Data records
>>

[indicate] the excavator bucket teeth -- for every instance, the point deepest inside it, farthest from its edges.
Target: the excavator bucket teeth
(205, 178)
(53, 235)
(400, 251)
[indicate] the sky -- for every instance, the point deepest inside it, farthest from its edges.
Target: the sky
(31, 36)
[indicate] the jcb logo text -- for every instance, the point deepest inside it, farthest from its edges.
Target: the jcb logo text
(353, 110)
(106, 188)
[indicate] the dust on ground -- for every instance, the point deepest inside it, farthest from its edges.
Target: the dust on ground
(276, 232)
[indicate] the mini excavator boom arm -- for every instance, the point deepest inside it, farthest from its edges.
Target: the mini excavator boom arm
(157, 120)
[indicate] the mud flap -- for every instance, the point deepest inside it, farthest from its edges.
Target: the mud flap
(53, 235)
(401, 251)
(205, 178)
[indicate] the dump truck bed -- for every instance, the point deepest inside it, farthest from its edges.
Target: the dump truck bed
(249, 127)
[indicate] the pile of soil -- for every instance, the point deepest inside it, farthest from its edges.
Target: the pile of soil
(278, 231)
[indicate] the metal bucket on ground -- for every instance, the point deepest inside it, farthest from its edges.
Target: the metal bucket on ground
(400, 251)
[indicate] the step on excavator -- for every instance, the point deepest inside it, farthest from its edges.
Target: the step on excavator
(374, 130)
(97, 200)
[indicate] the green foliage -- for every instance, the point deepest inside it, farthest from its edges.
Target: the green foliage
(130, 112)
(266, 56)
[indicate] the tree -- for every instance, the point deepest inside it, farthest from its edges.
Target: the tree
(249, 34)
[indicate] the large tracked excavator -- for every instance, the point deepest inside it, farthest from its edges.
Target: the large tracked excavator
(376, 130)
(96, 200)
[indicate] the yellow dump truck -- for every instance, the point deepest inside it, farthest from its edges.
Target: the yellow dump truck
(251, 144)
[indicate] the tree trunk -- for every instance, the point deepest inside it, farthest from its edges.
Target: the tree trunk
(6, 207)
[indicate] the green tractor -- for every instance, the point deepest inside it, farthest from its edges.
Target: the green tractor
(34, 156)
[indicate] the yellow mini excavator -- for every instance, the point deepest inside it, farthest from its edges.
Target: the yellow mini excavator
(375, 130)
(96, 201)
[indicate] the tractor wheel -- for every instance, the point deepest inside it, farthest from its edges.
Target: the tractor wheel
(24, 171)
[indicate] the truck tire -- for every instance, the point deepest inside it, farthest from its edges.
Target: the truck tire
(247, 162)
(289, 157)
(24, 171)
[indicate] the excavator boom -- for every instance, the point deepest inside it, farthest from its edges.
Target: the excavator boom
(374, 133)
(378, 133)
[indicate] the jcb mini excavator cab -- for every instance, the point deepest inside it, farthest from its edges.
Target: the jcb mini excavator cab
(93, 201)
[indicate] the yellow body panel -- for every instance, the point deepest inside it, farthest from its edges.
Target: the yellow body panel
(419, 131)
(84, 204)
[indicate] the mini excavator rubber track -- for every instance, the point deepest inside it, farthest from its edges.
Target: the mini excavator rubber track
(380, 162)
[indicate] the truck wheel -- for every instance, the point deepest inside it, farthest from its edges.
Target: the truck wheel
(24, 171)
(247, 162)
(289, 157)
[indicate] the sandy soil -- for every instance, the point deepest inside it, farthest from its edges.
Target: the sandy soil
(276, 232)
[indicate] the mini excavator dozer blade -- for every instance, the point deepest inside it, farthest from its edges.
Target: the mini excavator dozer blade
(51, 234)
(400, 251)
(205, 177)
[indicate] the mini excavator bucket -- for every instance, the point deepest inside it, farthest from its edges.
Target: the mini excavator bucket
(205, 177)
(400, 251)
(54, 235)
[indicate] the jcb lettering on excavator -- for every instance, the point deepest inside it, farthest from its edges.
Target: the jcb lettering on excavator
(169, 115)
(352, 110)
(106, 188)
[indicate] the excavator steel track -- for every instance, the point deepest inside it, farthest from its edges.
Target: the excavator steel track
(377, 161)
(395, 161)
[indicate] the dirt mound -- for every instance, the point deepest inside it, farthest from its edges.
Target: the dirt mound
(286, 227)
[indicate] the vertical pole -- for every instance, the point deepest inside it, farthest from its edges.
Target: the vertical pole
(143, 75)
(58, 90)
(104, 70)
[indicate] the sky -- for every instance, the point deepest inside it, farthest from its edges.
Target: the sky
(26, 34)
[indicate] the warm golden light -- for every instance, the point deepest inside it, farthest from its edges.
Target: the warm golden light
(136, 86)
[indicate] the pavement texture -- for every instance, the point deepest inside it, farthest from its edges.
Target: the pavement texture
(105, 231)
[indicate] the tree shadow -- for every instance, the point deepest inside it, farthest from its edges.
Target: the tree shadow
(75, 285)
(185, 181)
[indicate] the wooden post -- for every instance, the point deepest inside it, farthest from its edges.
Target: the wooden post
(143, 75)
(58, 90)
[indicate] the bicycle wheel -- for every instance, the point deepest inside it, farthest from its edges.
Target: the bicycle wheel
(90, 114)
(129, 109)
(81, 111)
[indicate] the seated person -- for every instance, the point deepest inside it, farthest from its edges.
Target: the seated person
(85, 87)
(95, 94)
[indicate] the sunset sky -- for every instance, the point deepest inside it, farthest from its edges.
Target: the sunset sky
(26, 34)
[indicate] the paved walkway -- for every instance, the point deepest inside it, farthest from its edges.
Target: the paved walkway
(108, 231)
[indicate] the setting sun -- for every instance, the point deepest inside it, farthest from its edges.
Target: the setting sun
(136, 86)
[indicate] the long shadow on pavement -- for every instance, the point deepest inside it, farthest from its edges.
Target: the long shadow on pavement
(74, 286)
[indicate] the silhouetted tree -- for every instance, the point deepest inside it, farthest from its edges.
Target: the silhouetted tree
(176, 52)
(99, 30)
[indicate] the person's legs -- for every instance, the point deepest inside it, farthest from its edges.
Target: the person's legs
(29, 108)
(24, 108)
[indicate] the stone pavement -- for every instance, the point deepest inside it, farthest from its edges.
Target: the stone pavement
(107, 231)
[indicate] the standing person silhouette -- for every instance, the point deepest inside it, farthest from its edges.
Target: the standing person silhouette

<<

* _Short exercise_
Your task is to retype all of the records exactly.

* _Exercise response_
[indicate] the excavator bucket teeth -- for every instance, the point deepest inside it, farthest from its edges.
Target: the excavator bucket teeth
(205, 178)
(53, 235)
(400, 251)
[indicate] the sky -- for every instance, the point deepest inside it, farthest from its edges.
Target: the sky
(31, 36)
[indicate] the jcb logo text -- for every instance, the point deepest inside it, farthest from its edges.
Target: the jcb logo text
(353, 110)
(106, 188)
[indicate] the dust on ground -- for every instance, the point deepest inside it, farthest from its edges.
Target: the dust on ground
(276, 232)
[indicate] the mini excavator boom arm -- for every instance, the point deepest inside it, farthest from its edges.
Target: the mini excavator boom arm
(157, 120)
[indicate] the mud flap -- for every instance, the point deepest inside it, farthest from its edges.
Target: the mud flap
(53, 235)
(401, 251)
(205, 178)
[indicate] the dump truck bed -- for every instance, the point deepest inside it, farthest from its edges.
Target: the dump truck bed
(249, 127)
[indicate] the pile of soil -- for every instance, the point deepest inside it, farthest from its edges.
Target: the pile of soil
(278, 231)
[indicate] the metal bucket on ground -- for every instance, the point deepest inside it, farthest from its edges.
Target: the metal bucket on ground
(400, 251)
[indicate] the step on excavator -- for every instance, the point deepest inside it, farthest from its edges.
Target: the step on excavator
(374, 130)
(97, 200)
[indicate] the green foliage -- for every instance, the point deepest inside it, farthest from its edges.
Target: the green foliage
(130, 112)
(266, 56)
[indicate] the tree -- for every instance, the point deepest inside it, farthest from its edges.
Target: the tree
(249, 34)
[indicate] the large tracked excavator -- for every instance, the point deepest inside it, farthest from its edges.
Target: the large tracked excavator
(376, 130)
(96, 200)
[indicate] the yellow dump truck -- for every instance, the point deepest inside it, farthest from its edges.
Target: the yellow dump truck
(251, 144)
[indicate] the tree trunk -- for every instance, the point deepest inside it, farthest from its edges.
Target: the tree trunk
(6, 207)
[indicate] the green tractor -- for every instance, the point deepest inside it, farthest from its edges.
Target: the green tractor
(34, 156)
[indicate] the yellow mini excavator -- for every instance, the point deepest inside it, farthest from its edges.
Target: the yellow mini excavator
(375, 130)
(96, 201)
[indicate] the tractor wheel -- for every instance, the point deepest inside it, farthest from its edges.
Target: the tractor wheel
(24, 171)
[indicate] the truck tire -- for every instance, the point deepest inside it, farthest from its edges.
Target: the truck tire
(247, 162)
(289, 157)
(24, 171)
[indicate] the excavator boom -- for every instance, the point deepest inside it, farthest from its edges.
Target: the excavator boom
(374, 133)
(378, 133)
[indicate] the jcb mini excavator cab -- for every instance, the point deepest inside it, farthest from its edges.
Target: the jcb mini excavator cab
(93, 201)
[indicate] the yellow body panel -- for every instance, the point deepest inside it, farthest from its edges.
Target: the yellow body panel
(419, 131)
(84, 204)
[indicate] the mini excavator rubber track -- for every instance, the point deepest inside it, farthest from its edges.
Target: the mini excavator rubber track
(380, 162)
[indicate] the truck wheel -- for every instance, the point deepest inside it, farthest from its edges.
Target: the truck wheel
(24, 171)
(247, 162)
(289, 157)
[indicate] the sandy soil -- for every instance, the point deepest inside it, farthest from its edges.
Target: the sandy soil
(276, 232)
[indicate] the mini excavator dozer blade -- for every instance, the point deepest inside it, farthest from its edges.
Target: the mini excavator dozer blade
(51, 234)
(400, 251)
(205, 177)
[indicate] the mini excavator bucket -- for every instance, the point deepest inside it, farthest from its edges.
Target: the mini excavator bucket
(205, 177)
(400, 251)
(54, 235)
[indicate] the jcb lettering on excavator -- for every instance, the point deepest inside it, farthest from its edges.
Target: the jcb lettering on excavator
(169, 115)
(352, 110)
(106, 188)
[indicate] the excavator steel track -- for every instance, the point deepest inside it, farthest from its edges.
Target: the excavator steel track
(377, 161)
(395, 161)
[indicate] the dirt mound -- for every instance, the point deepest inside it, farthest from its edges.
Target: the dirt mound
(286, 227)
[indicate] the vertical pole -- for every instance, the point deepest inside it, farthest from its edges.
Target: the vertical pole
(143, 75)
(58, 90)
(104, 70)
[indicate] the sky -- for every instance, the point deepest inside it, farthest from its edges.
Target: the sky
(26, 34)
[indicate] the warm golden light -- for every instance, the point deepest inside it, farthest from its edges.
Target: the warm golden light
(136, 86)
[indicate] the pavement texture -- for every instance, the point deepest inside it, farthest from its edges.
Target: the pavement texture
(105, 231)
[indicate] the tree shadow -- for every instance, the point deepest inside it, farthest from its edges.
Target: the tree shadow
(75, 285)
(185, 181)
[indicate] the wooden post -- for every instance, the point deepest inside it, farthest from its edges.
Target: the wooden post
(143, 75)
(58, 90)
[indicate] the bicycle wheel -- for every instance, the point deepest inside it, farthest from its edges.
Target: the bicycle wheel
(90, 114)
(129, 109)
(81, 111)
[indicate] the seated person -- for every instance, the point deepest inside it, farthest from its edges.
Target: the seated person
(85, 87)
(95, 94)
[indicate] the sunset sky -- for every instance, the point deepest inside it, farthest from its edges.
Target: the sunset sky
(26, 34)
[indicate] the paved walkway -- for every instance, the point deepest inside it, farthest from its edges.
Target: the paved walkway
(108, 231)
[indicate] the setting sun -- for every instance, the point deepest inside it, farthest from its edges.
Target: the setting sun
(136, 86)
[indicate] the long shadow on pavement -- for every instance, the point deepest inside it, farthest from its edges.
Target: the long shadow on pavement
(74, 286)
[indicate] the silhouetted tree -- for every instance, the point deepest inside it, farthest from its edges.
Target: the silhouetted tree
(176, 52)
(99, 30)
[indicate] the person's legs -- for every instance, the point deepest inside it, farthest from its edges.
Target: the person's legs
(29, 108)
(24, 108)
[indicate] the stone pavement -- for every instance, the point deepest inside it, farthest from its edges.
Target: the stone pavement
(107, 231)
[indicate] the standing person silhouette -- for every instance, the point deepest inside it, farthest from its edges.
Target: the standing person silhouette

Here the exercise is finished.